Start of PAGE TEXT
Ramadas Panemangalore Shenoy was an Indian defence scientist and writer, known for his contributions in the field of Radar technology. He secured a doctoral degree in Electrical Engineering from the University of Wisconsin–Madison and joined Defence Research and Development Organization in 1961, involving himself with the indigenous development of Radar technology till his retirement, as a Distinguished Scientist, in 1989.

A fellow of the Indian National Academy of Engineering and a Distinguished Fellow of the Institution of Electronics and Telecommunication Engineers, Shenoy served as a visiting professor at the Indian Institute of Science, Bengaluru. He is credited with several publications and his book, Defence Research and Development Organisation, 1958-1982 details the history military research at the organization. He is a recipient of the IETE-IRSI Award and Aryabhatta Award. The Government of India awarded him the fourth highest civilian honour of Padma Shri in 1987.

Early life and education

Dr. R. P. Shenoy also known as Ramadas Panemangalore Shenoy was born to Mrs. P. Sanjivi Shenoy and Mr. Panemangalore Narasimha Shenoy in Mangalore, Karnataka, India on 28 April 1929.

Dr. R. P. Shenoy started his schooling at Canara High School, Mangalore, Karnataka, India and went to attend BSc Physics at Presidency College, University of Madras, Tamil Nadu, India. Thereafter, he moved to Banaras Hindu University, Varnasi, Uttar Pradesh, India for his Post Graduation in Physics. He completed his Post Graduate Diploma in Electrical Communication Engineering from the prestigious Indian Institute of Science (IISc), Bangalore, Karnataka, India before moving to the University of Wisconsin, USA for his PhD in Electrical Engineering.

Career

After completing his PhD in 1957, he worked for 3 years in TV and Broadcasting Division of Radio Corporation of America at Camden, New Jersey, USA and then returned to Bangalore, Karnataka, India in 1960.

With his leadership and managerial skills, he played several roles with Electronics and Radar Development Establishment (LRDE) from 1960 to 1987 including the role of Director from 1973 to 1987.

He worked as a Scientist in the following:

 Electronics and Radar Development Establishment (LRDE), Bangalore, Karnataka, India - a unit under the Defence Research and Development Organisation (DRDO), Ministry of Defence (1960-1967)
 Deputy Director, Defence Research & Development Laboratory (DLRL), Hyderabad, Andhra Pradesh, India - a unit under the Defence Research and Development Organisation (DRDO) (1967-1971)
 Deputed as Chief Technical Officer to Bharat Electronics Limited (BEL), Ghaziabad, Uttar Pradesh, India - for Development of New Generation Radars to the Indian Air Force (1971-1973)

He has contributed significantly to Radar Technology and was also part of some of the most successful projects during his tenure in LRDE.
End of PAGE TEXT
▸ **WRITTEN TASKS**
1. Please reproduce the passage of the Shenoy biography starting at "After completing his" and ending at "of Defence (1960-1967)", word for word.
2. How many lines of the records contain the string "shelf", matching case exactly? Reply with the number alone.
Start of LISTED RECORDS
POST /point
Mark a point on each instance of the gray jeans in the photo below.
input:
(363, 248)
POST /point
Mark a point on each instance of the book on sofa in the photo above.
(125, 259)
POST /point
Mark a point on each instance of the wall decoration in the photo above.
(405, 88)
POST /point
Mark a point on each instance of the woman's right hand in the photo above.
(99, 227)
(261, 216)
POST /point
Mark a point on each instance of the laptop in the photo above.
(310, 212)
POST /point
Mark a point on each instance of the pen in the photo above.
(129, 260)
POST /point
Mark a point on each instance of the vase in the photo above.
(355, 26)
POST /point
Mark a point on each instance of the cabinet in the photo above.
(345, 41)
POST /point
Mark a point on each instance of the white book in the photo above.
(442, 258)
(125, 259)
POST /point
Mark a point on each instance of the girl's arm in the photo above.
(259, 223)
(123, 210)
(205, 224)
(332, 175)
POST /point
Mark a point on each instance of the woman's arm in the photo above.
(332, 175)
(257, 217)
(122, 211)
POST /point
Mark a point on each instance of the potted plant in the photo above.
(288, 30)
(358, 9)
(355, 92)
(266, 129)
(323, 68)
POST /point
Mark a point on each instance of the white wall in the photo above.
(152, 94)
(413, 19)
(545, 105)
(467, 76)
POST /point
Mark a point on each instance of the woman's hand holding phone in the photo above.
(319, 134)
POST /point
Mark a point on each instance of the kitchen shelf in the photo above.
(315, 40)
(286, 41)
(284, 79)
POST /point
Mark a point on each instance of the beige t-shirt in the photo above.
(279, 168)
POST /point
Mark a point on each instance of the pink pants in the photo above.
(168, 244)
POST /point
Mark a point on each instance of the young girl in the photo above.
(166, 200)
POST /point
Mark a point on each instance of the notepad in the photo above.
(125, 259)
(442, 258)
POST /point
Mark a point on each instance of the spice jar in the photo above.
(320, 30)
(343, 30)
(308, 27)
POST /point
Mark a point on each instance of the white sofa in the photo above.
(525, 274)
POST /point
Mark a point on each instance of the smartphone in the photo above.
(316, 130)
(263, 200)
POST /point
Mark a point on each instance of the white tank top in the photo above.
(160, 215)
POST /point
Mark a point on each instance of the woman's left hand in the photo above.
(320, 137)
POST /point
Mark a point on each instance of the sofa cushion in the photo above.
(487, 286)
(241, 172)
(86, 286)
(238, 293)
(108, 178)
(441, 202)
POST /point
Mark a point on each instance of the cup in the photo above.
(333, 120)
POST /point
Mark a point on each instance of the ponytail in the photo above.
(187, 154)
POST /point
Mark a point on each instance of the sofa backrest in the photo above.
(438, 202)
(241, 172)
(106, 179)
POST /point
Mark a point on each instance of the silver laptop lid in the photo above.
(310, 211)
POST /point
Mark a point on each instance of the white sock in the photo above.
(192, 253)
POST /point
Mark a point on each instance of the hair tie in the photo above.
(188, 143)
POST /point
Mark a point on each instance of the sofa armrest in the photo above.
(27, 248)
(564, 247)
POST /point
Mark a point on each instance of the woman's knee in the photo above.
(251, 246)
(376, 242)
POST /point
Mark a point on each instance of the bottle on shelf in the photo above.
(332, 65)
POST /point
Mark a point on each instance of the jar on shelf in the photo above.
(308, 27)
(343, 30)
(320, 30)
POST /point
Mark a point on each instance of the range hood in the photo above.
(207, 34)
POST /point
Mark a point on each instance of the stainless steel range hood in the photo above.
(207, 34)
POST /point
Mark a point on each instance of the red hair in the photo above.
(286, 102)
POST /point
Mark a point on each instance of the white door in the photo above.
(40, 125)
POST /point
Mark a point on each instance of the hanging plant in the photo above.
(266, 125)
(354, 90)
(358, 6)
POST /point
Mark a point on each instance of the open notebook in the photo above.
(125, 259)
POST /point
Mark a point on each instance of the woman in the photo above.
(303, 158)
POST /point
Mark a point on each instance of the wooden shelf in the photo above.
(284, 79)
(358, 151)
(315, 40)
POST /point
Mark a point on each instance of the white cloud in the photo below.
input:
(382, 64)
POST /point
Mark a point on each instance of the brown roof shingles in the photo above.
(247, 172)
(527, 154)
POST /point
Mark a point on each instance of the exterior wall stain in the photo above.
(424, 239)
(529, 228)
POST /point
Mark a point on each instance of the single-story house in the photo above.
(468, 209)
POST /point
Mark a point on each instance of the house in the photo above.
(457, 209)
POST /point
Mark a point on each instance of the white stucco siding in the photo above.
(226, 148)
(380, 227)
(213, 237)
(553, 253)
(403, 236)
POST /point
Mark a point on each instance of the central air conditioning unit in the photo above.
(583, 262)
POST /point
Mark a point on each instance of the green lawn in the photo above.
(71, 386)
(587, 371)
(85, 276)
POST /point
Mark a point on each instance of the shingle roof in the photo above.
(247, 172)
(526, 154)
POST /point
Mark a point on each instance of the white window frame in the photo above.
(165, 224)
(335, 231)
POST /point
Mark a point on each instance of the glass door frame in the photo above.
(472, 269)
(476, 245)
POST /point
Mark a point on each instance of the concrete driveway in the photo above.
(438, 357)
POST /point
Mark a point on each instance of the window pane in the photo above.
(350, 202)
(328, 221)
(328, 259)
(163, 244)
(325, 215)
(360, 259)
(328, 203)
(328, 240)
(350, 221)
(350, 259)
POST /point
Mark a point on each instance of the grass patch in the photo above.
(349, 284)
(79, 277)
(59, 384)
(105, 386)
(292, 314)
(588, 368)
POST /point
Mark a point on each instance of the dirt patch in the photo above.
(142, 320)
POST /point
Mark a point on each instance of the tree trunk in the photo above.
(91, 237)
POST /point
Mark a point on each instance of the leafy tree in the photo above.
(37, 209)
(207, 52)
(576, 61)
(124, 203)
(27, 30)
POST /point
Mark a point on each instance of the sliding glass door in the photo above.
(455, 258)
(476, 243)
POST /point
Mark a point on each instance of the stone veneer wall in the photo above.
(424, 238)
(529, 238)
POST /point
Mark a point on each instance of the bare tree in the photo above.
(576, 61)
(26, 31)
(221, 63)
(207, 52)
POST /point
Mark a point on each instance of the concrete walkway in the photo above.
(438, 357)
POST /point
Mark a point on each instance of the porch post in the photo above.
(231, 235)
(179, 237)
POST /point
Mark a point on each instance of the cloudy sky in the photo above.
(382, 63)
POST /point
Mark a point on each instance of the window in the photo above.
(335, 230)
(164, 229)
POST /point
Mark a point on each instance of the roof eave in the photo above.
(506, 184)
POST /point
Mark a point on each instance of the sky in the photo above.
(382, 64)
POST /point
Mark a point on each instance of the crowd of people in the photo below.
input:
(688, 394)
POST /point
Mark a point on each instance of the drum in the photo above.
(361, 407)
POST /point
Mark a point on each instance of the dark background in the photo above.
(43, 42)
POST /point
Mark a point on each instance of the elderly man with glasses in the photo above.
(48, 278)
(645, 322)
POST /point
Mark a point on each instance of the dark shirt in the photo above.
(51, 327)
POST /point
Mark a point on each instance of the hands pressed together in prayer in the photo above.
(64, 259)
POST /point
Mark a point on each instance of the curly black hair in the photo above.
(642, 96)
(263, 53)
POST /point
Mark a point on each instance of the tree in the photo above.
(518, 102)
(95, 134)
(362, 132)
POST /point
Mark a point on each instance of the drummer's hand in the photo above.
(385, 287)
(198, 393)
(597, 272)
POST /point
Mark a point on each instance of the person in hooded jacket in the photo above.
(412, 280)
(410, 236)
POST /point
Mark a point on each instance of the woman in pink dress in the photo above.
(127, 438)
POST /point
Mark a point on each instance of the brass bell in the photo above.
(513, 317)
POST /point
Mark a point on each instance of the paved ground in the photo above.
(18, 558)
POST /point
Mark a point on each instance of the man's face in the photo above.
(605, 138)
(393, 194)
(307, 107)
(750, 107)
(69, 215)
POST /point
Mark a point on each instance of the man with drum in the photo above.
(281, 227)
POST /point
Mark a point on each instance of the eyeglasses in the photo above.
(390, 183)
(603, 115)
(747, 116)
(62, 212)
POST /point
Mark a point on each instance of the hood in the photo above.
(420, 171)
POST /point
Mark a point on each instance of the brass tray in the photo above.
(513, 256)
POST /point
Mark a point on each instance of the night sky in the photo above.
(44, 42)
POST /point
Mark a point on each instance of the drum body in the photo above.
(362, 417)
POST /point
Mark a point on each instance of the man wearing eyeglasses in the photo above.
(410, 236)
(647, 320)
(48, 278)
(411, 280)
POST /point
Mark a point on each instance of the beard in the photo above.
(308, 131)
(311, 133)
End of LISTED RECORDS
▸ **SOLUTIONS TO THE EXERCISE**
1.
After completing his PhD in 1957, he worked for 3 years in TV and Broadcasting Division of Radio Corporation of America at Camden, New Jersey, USA and then returned to Bangalore, Karnataka, India in 1960.

With his leadership and managerial skills, he played several roles with Electronics and Radar Development Establishment (LRDE) from 1960 to 1987 including the role of Director from 1973 to 1987.

He worked as a Scientist in the following:

 Electronics and Radar Development Establishment (LRDE), Bangalore, Karnataka, India - a unit under the Defence Research and Development Organisation (DRDO), Ministry of Defence (1960-1967)

2. 4